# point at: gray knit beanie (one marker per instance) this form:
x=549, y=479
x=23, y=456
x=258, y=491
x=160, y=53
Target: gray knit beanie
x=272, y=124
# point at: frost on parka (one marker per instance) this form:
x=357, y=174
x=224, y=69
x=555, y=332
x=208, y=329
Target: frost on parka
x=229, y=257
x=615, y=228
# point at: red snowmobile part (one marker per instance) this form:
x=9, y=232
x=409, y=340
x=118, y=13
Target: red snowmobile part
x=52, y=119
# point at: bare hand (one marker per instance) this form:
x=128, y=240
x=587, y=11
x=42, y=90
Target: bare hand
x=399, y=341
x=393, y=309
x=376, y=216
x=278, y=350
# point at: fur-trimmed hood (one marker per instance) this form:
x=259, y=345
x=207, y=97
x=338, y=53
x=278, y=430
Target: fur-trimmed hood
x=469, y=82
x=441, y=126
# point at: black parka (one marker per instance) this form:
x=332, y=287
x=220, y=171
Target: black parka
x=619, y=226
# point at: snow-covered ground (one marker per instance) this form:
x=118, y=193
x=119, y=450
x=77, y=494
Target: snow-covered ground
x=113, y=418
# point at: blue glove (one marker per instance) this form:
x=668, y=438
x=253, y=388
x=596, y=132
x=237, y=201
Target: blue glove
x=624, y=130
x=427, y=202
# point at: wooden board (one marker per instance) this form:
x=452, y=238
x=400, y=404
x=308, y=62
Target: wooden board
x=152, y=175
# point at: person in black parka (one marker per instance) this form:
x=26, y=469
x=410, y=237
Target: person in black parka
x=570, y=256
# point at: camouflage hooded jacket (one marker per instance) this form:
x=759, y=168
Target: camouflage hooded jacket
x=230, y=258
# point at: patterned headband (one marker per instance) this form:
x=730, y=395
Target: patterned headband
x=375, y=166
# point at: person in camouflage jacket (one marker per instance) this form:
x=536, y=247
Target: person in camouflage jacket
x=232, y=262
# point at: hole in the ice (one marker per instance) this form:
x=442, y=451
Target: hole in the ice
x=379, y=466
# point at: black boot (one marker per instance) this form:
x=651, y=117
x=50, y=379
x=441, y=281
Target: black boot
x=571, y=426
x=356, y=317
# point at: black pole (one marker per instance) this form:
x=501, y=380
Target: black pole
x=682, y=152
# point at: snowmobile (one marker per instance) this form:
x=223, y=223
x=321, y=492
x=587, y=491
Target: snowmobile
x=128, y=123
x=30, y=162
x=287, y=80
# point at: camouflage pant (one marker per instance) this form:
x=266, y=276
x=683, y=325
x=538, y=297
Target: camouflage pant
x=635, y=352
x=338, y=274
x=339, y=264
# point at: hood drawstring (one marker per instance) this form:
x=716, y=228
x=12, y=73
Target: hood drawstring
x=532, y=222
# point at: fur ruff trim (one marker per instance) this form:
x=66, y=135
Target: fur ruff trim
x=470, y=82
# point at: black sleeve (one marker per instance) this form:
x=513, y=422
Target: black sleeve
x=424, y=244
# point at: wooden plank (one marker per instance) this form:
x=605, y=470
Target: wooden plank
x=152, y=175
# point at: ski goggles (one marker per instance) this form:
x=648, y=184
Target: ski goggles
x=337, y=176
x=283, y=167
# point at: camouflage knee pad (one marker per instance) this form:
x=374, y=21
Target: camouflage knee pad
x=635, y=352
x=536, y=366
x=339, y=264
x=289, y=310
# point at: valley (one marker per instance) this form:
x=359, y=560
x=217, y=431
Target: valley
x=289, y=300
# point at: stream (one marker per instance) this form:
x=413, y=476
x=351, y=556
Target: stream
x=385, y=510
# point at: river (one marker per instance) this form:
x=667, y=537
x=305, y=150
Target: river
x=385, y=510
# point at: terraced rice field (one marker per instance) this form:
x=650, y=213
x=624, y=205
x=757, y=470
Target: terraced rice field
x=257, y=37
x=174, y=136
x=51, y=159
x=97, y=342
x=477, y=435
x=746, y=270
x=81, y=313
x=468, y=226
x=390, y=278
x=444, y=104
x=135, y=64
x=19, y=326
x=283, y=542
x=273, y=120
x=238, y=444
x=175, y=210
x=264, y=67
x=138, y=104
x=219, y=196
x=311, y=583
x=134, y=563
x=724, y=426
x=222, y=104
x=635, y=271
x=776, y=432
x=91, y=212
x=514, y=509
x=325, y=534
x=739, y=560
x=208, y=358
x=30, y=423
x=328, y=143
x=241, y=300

==

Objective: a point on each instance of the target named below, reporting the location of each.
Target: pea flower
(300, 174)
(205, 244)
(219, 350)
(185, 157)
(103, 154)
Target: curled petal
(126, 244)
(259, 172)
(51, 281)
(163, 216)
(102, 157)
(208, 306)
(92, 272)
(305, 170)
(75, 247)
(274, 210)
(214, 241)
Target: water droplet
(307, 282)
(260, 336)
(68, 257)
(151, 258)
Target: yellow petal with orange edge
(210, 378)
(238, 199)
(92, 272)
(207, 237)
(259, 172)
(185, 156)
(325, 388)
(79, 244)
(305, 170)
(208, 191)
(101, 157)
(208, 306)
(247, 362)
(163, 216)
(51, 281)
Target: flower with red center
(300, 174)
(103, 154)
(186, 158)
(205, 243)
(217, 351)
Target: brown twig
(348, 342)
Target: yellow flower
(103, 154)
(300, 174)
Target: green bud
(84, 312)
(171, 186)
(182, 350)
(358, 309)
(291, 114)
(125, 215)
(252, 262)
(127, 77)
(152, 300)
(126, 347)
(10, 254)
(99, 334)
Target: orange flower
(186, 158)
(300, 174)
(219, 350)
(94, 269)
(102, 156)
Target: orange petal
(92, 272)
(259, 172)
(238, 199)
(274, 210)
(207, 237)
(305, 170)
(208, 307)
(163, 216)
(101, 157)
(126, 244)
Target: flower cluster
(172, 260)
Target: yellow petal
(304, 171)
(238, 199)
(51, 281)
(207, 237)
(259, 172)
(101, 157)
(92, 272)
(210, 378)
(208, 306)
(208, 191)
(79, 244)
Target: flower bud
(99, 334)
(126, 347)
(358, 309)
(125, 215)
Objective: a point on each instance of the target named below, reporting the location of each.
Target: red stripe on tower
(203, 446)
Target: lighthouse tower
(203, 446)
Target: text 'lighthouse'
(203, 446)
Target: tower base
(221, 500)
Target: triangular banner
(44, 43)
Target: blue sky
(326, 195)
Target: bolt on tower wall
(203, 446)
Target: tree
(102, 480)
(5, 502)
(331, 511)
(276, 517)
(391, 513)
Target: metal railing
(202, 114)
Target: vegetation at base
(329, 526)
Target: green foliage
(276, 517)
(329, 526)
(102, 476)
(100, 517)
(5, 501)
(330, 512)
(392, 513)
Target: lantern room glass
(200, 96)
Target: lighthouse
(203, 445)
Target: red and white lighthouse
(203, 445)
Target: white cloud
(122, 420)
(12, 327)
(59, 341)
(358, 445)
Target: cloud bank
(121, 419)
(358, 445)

- [Your goal] Could you extract, word for word, the lines of the records above starting at the line containing "# point at: gray" and ending at the line containing "x=615, y=228", with both of those lines included?

- [Written answer]
# point at: gray knit beanie (one marker per instance) this form:
x=549, y=479
x=23, y=456
x=258, y=491
x=160, y=53
Target: gray knit beanie
x=272, y=124
# point at: frost on parka (one marker per instance) this form:
x=357, y=174
x=224, y=69
x=555, y=332
x=208, y=329
Target: frost on parka
x=229, y=257
x=615, y=228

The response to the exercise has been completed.